--- DOCUMENT EXCERPT Enclosed Below ---

Many persons stuck in hard, boring, unremunerative, unstable jobs in China are echoing a satiric but maybe also serious appeal to be allowed to serve the people in the manner of any indolent and obnoxious Chinese Communist Party functionary (ThinkChina, November 4, 2025).
In these videos, users—often migrant workers, delivery riders, factory hands, and online content creators—face the camera and say with mock sincerity: “I don’t want to work, and I don’t want to farm either. I just want to join the party and serve the people.”…
One account named “Wang Rui,” which usually promotes traditional Chinese medicine probiotics for cattle and sheep, said: “I don’t want to feed cows anymore. I want to join the party, become a provincial governor or a minister—or if that doesn’t work, just a village head. Whether I hold office or not doesn’t matter; what matters is serving the people.”
Though the account has only a little over a thousand followers, this particular video received 38,000 likes and more than 700 comments….
Of course, joining the party does not mean one can stop working. However, for many workers outside the official system, joining the party and serving the people symbolises entering the establishment—finally “making it to shore” by securing a stable job.
Thus, these oppressed and downtrodden ones would rather be doing the oppressing and treading down themselves, a supposedly easier and more secure form of employment. But they’re just kidding. Unless they’re not kidding.

--- End of Enclosed DOCUMENT EXCERPT ---

* **REQUIRED ACTION A**
Reproduce the commentary on the party-joining videos word for word, from "Though the account" up to and including "a stable job.".
* **REQUIRED ACTION B**
List the groups of users that the commentary on the party-joining videos says often appear in these videos.

--- SUPPLIED RECORDS Enclosed Below ---

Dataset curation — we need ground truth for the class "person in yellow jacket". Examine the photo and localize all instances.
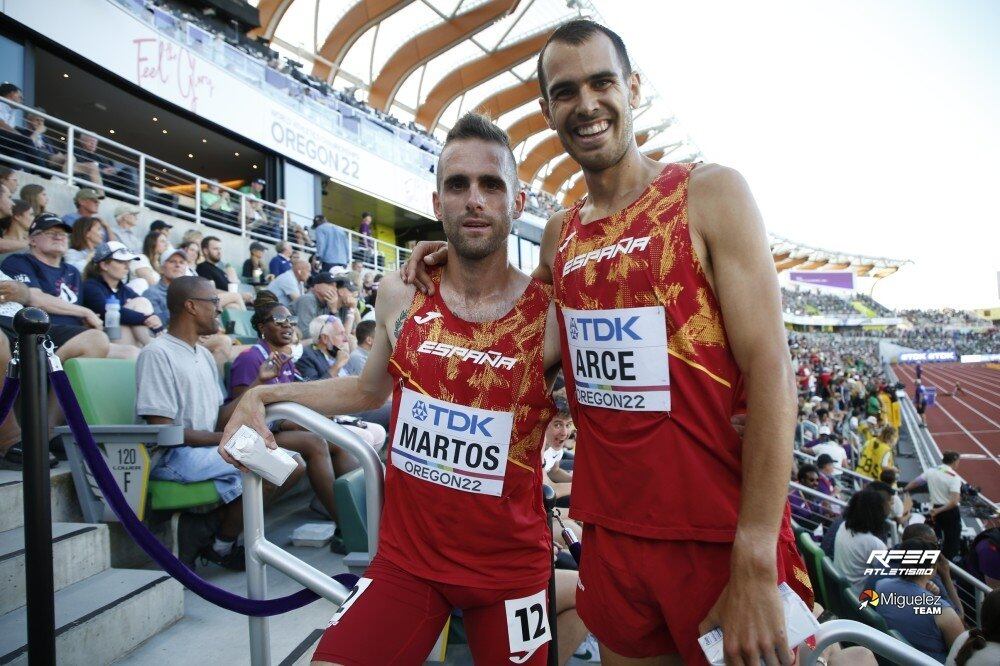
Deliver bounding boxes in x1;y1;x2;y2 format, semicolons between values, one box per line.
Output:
854;425;896;481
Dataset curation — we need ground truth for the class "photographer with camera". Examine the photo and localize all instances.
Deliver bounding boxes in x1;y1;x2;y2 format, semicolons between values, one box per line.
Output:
906;451;964;560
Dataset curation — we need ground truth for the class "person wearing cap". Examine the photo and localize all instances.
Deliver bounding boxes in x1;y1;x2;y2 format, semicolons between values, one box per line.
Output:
267;241;292;277
289;273;340;344
73;132;139;195
62;187;107;230
267;259;310;308
111;204;142;254
66;215;104;273
802;425;847;467
0;213;103;329
240;178;267;199
242;241;273;284
83;241;163;347
313;215;351;271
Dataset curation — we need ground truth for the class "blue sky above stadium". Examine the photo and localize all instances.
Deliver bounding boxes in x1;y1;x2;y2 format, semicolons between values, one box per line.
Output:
595;0;1000;308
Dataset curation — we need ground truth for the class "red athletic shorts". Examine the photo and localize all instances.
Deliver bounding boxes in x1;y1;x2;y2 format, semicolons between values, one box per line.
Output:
313;555;552;666
576;525;813;664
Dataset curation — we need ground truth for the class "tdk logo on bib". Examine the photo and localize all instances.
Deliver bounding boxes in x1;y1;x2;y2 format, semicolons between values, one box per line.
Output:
562;306;670;412
569;316;642;342
390;388;514;497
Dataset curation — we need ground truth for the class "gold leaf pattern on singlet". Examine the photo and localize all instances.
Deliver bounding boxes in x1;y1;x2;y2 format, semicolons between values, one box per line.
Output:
667;287;726;363
557;165;730;386
395;274;555;471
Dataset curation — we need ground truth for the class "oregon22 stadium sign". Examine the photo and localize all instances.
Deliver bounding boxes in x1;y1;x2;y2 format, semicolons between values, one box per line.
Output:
3;0;434;217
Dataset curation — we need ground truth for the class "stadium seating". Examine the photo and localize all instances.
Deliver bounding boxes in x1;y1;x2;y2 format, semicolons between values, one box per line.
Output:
61;358;219;511
333;469;368;553
222;308;258;344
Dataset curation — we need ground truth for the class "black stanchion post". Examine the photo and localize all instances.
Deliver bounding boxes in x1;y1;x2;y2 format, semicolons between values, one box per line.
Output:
542;484;559;666
14;308;56;666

--- End of Enclosed SUPPLIED RECORDS ---

* **RESPONSE A**
Though the account has only a little over a thousand followers, this particular video received 38,000 likes and more than 700 comments….
Of course, joining the party does not mean one can stop working. However, for many workers outside the official system, joining the party and serving the people symbolises entering the establishment—finally “making it to shore” by securing a stable job.

* **RESPONSE B**
migrant workers, delivery riders, factory hands, online content creators